- What is expected
Put every line of the items below into a JSON list of strings, one string per line, skipping blank lines and leaving out the pictures.

- Records shown
----------------------------------------

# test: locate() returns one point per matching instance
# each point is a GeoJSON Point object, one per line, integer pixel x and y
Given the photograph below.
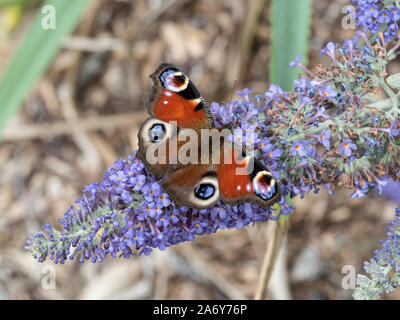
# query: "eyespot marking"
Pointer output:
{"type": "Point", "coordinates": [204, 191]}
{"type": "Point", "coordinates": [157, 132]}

----------------------------------------

- Solution to this exercise
[
  "# test: locate() returns one point per matching instance",
  "# each point is a GeoJSON Point object, one per line, integer pixel x and y",
  "Given the photograph below.",
  "# query: \"eyespot marking\"",
  "Pointer output:",
  "{\"type\": \"Point\", \"coordinates\": [204, 191]}",
  "{\"type\": \"Point\", \"coordinates\": [157, 132]}"
]